• [Prompt 1]:
Copy the passage of the religion class post between "Today, we discussed" and "make them explainable.", inclusive, word for word.
• [Prompt 2]:
Write the next part of the religion class post, starting right after its last sentence.

• [Excerpt]:

Today, we discussed the Indian mounds in Wisconsin, and how the new European settlers explained them through their Religion - more broadly, we studied how people groups will incorporate new discoveries into their Religions to make them explainable.
Central to my point is the following quote from my professor: "The purpose of this class is to bring religion into the realm of argument, leaving to the side the argument of what's true and what's not true."
Ok, what? We're discussing Religions from a scientific point of view, but not whether they are true or not. And yet, we are discussing truth? Here's another quote:
"...Scientology can be critiqued from the point of science." - Woah, so we could critique them scientifically. I guess that means we are just assuming them to be scientifically false, correct?
"You get something strange on the landscape that you can't explain; the Natives don't seem capable to do it, so you kind of explain it through your religion." So we're saying that religion is the way we explain those things that we can't explain.... that we can't explain rationally, is the implication.
However, we did recognize in class that on the basis of these false, unscientific assumptions, Religions are built quite rationally. When I suggested that a Religion could be scientific, however, I was abruptly confronted on the matter: "I wouldn't use the word Science. Science is based on testing and being willing to overturn your theories."

• [Data excerpts]:
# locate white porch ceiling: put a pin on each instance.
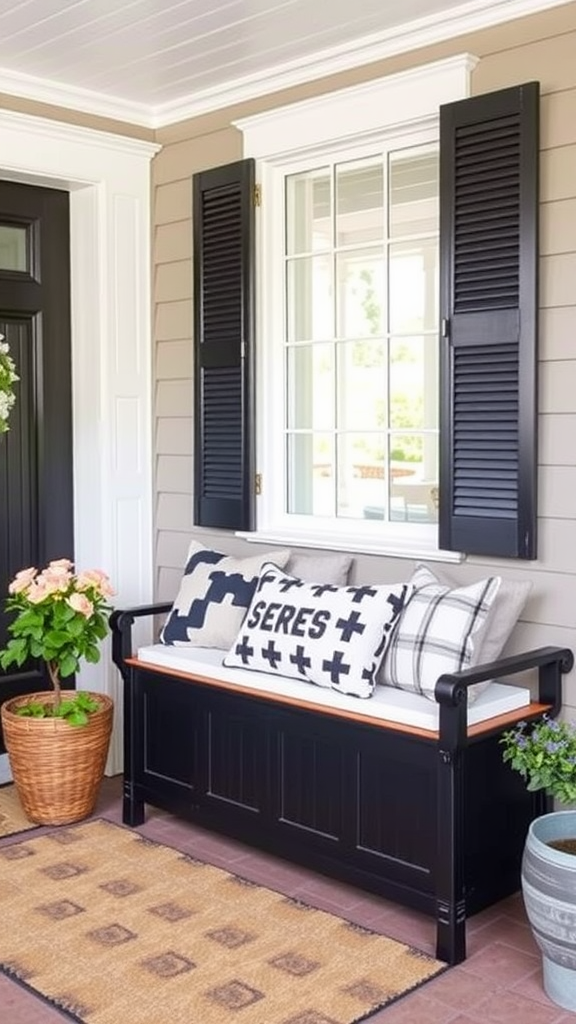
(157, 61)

...

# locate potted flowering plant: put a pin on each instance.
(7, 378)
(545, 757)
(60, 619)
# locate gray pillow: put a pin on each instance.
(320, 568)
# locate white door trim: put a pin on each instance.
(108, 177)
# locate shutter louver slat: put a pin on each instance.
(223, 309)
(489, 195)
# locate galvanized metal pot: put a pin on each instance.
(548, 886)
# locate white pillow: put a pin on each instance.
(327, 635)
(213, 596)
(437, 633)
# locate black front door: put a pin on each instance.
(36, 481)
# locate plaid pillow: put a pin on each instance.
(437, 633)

---

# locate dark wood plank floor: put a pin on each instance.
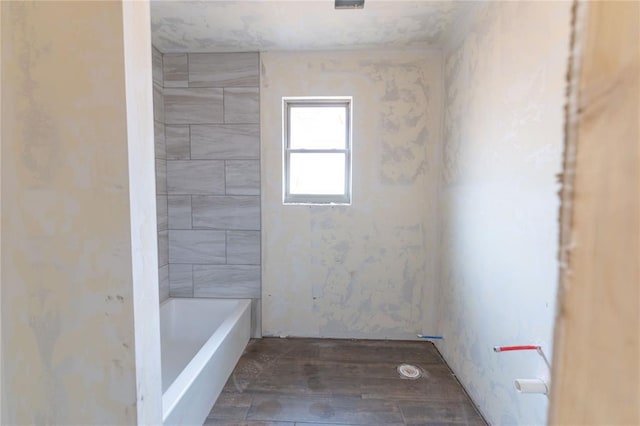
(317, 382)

• [Written answer 1]:
Today, we discussed the Indian mounds in Wisconsin, and how the new European settlers explained them through their Religion - more broadly, we studied how people groups will incorporate new discoveries into their Religions to make them explainable.

• [Written answer 2]:
Ok, so I see that two important aspects of Science are (1)peer review and the (2)willingness to change theories based on new evidence.
Well, (1) peer review implies that a scientist cannot simply state a fact, it must be agreed upon or recognized by the scientific community. Religions have this too. Our studies have frequently affirmed that Religions are always group phenomena, and that their sense of truth relies heavily on being confirmed by others.
I don't even have to argue (2) the willingness to change theories, because my teacher did so for me: "At some point, things don't make sense [according to older beliefs] and people come up with a different story."
I am sure you have a few points heavily burning in your mind right now. You are thinking (a) religious group follow whatever their leaders invent, and don't think themselves, (b) science proves things, whereas religious explanations just coincidentally are true for the most part, and so the hypotheses are accepted as fact over time, (c) Religions will force what they see into their Theistic worldview, whether it supports that or not, and (d) Religions are influenced by their need to create (comfortable) explanations for things we don't understand.
I think those are enough to drive my point.
(a) Religious groups do follow their leaders to various degrees, on the assumption that these leaders are more knowledgeable and better at perceiving truths. This is not at all different from scientific experts, whom those who know less about a field will trust based on their studies and reputation for integrity.
(b) Religions simply incorporate hypotheses over time to become fact. Science has been known for ages to do this; the idea that the world is flat influenced a lot of astronomical and geographical studies, which, based on this assumption, are in fact very logical and rational. We commonly accept gravity as an everyday fact - but it is a name, a
symbol, for a phenomenon which science to this day has difficulty explaining (You don't think so? Yes, we can calculate it and describe it, but why it happens is not known - we think it relates to the theory of relativity. Which is a theory.)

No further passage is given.